Source passage:
So the Jedi order needs to end. A chain connecting us to the past is portrayed as silly; Yoda burns the temple. All notion of aristocracy, tradition, competence through effort and discipline, all of this is eliminated in order to make way for the Force as accidental and somewhat democratic, connecting with a political vision where the purpose is to be saved from external tyranny, without much thought given to the tyranny of what was called “the passions”. That’s what was positive about the original trilogy, and gone here.
Similarly, in a December 2017 article of The Atlantic titled “Why The Last Jedi Is more ‘Spiritual’ than ‘Religious'”, Chaim Saiman notes that
the theology of this secular belief system shifts [in The Last Jedi]. From A New Hope through The Force Awakens, learning to master the Force required faith, ritual, and ancient wisdom—all of which are hallmarks of institutionalized religion. But in The Last Jedi, a grizzled Luke Skywalker dismisses the Jedi mythos, and presents a more modern take on theology that accords with the “spiritual but not religious” trend that finds younger Americans to be less interested in organized faith but more open to spiritual experiences. Rather than being brought into the tradition, Rey, Luke’s would-be trainee, must find the Force within herself.
[…] to control the Force in the first place, the movies have long suggested that one must join a community of practitioners and undergo patient tutelage in the context of an institutionalized quasi-religious order. Led by trained masters, the Jedi saw themselves as inheritors of ancient texts and traditions and were conscious of their own continuity. This sensibility flows from the original trilogy, and is reinforced in the descriptions of Jedi temples and padawan training in the prequel trilogy.
[…] The Last Jedi breaks with its predecessors […]. When [Luke] begins to train Rey, he suggests to her that the Force is a free-flowing spirituality that an individual can simply feel. Though the earlier films had already established that the Jedi do not control the Force, Star Wars had until this point implied the Jedi at least possess an ancient tradition of how to tap into it.

Source data:
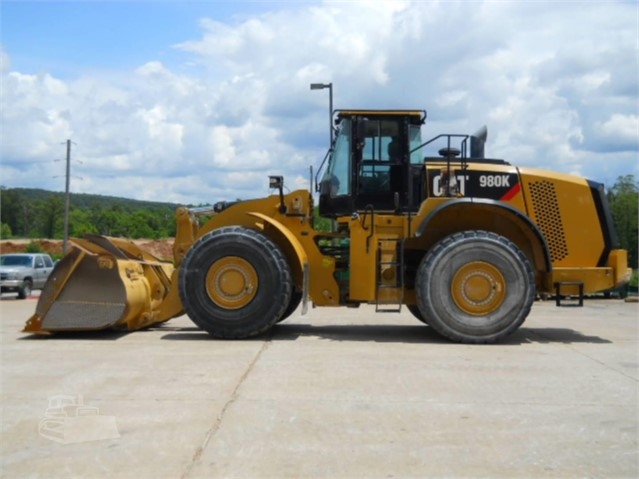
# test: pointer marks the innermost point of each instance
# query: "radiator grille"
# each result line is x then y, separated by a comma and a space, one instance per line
548, 217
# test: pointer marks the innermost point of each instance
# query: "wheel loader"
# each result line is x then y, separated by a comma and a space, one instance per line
463, 241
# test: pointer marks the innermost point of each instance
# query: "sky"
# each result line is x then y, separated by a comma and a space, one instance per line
194, 102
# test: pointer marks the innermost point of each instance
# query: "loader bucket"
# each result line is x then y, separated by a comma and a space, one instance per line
103, 283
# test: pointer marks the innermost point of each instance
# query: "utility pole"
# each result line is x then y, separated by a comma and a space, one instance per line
67, 200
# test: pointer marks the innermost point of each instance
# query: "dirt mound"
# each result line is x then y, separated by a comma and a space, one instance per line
163, 248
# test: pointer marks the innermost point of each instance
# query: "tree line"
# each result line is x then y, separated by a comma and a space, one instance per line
32, 213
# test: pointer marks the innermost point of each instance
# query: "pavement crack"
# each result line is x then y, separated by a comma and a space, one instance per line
218, 422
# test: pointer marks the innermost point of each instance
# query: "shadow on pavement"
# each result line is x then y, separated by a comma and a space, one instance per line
389, 334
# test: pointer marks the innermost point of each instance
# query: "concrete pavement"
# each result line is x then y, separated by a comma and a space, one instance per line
335, 393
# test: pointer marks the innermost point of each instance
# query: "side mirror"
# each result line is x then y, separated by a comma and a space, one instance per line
360, 129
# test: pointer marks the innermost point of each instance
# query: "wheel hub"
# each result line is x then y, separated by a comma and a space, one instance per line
478, 288
231, 282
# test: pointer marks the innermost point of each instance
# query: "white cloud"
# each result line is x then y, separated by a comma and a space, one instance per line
239, 107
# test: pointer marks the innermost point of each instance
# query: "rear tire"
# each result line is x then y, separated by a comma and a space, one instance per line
25, 291
475, 287
296, 299
235, 283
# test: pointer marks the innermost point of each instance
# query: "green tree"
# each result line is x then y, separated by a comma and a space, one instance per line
50, 215
5, 233
623, 197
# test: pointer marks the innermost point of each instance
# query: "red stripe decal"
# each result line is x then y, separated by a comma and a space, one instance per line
511, 193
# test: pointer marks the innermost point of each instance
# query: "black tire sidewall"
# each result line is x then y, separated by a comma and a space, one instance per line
434, 286
273, 289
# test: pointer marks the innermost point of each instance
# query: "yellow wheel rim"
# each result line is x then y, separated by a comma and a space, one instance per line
478, 288
231, 282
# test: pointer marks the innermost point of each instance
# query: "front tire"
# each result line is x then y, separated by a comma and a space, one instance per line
235, 283
475, 287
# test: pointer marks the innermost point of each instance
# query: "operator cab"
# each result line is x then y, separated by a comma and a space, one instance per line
369, 165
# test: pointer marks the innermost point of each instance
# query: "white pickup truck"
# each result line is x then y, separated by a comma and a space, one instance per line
23, 272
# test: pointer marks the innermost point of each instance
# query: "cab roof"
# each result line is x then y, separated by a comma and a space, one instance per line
415, 116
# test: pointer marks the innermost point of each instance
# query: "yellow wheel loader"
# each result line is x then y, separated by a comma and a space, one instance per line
463, 241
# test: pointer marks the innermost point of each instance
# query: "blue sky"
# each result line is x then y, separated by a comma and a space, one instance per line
66, 38
196, 102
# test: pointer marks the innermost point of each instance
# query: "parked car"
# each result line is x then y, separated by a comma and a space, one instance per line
24, 272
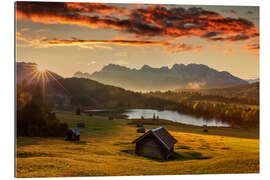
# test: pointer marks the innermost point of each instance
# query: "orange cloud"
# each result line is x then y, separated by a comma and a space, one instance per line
152, 20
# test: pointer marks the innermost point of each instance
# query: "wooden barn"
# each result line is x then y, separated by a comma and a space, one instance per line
73, 135
156, 143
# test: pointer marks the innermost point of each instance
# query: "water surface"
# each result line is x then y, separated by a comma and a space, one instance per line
173, 116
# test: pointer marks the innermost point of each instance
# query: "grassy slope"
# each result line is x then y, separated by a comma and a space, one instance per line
100, 151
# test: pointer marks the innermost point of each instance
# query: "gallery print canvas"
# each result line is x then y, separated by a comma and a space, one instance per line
136, 89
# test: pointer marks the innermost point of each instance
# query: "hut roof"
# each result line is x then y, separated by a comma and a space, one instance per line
75, 131
162, 135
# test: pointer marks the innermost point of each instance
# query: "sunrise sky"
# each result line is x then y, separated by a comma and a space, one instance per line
71, 37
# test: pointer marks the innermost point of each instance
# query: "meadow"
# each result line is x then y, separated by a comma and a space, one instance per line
105, 149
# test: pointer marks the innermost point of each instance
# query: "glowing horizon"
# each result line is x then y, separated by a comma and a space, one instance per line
225, 38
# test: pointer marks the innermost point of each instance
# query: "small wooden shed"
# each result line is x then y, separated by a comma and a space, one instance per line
156, 143
73, 135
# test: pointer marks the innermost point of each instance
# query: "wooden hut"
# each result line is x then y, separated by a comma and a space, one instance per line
73, 135
156, 143
81, 125
141, 130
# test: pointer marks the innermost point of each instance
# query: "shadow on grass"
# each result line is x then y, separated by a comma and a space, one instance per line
183, 156
31, 154
26, 141
80, 142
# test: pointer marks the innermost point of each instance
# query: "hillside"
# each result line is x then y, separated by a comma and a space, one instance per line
104, 145
194, 76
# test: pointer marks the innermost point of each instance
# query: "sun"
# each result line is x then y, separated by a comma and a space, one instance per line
41, 68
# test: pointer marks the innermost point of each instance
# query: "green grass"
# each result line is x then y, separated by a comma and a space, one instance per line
104, 144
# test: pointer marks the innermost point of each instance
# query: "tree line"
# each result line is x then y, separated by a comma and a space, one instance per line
34, 116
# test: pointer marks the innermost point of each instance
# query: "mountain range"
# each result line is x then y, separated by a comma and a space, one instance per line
191, 76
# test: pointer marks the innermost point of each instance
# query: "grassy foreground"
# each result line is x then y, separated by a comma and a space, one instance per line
104, 144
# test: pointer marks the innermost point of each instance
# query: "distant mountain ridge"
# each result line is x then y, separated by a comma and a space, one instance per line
192, 76
250, 81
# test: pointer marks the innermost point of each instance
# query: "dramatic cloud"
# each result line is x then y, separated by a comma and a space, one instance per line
147, 21
253, 46
172, 48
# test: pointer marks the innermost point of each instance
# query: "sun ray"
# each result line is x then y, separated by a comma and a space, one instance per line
59, 83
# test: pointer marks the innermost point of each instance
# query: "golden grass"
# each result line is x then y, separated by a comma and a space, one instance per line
100, 152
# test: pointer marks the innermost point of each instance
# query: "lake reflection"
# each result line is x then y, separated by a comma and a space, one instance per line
173, 116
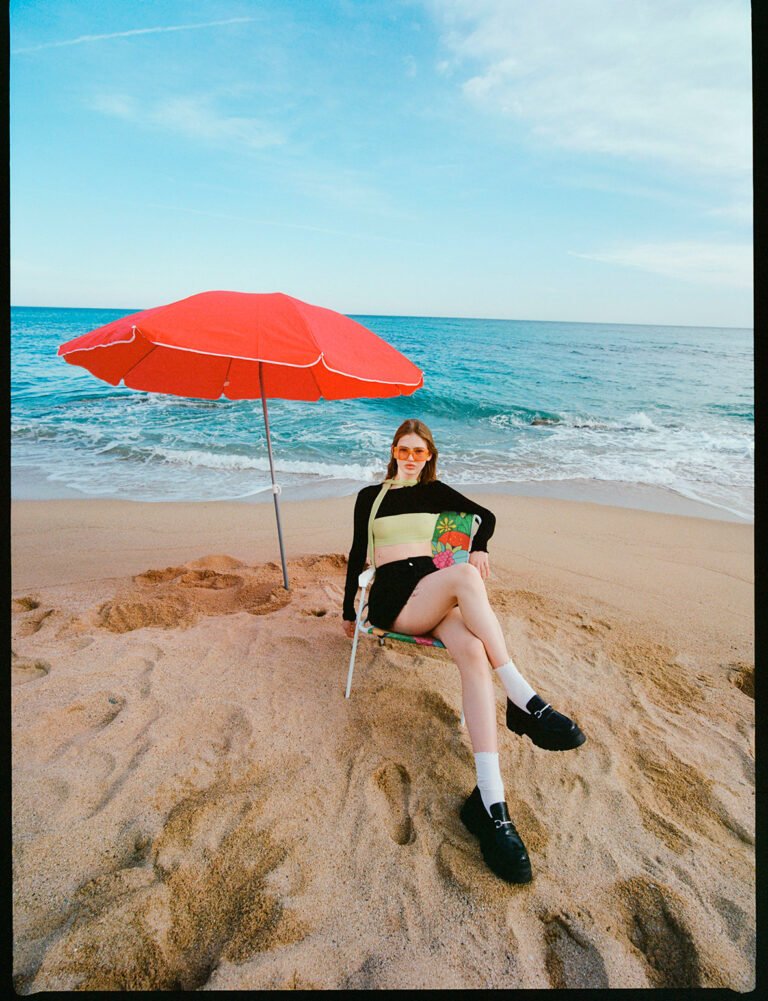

Apply what you read:
1) Reproduce the Star Wars passage from "[…] to control" up to and including "tap into it.".
2) According to the Star Wars passage, who wrote the article in The Atlantic?
3) Translate this sentence from the Star Wars passage into Spanish: "Led by trained masters, the Jedi saw themselves as inheritors of ancient texts and traditions and were conscious of their own continuity."

Results:
1)
[…] to control the Force in the first place, the movies have long suggested that one must join a community of practitioners and undergo patient tutelage in the context of an institutionalized quasi-religious order. Led by trained masters, the Jedi saw themselves as inheritors of ancient texts and traditions and were conscious of their own continuity. This sensibility flows from the original trilogy, and is reinforced in the descriptions of Jedi temples and padawan training in the prequel trilogy.
[…] The Last Jedi breaks with its predecessors […]. When [Luke] begins to train Rey, he suggests to her that the Force is a free-flowing spirituality that an individual can simply feel. Though the earlier films had already established that the Jedi do not control the Force, Star Wars had until this point implied the Jedi at least possess an ancient tradition of how to tap into it.

2) Chaim Saiman

3) Dirigidos por maestros formados, los Jedi se veían a sí mismos como herederos de textos y tradiciones antiguos y eran conscientes de su propia continuidad.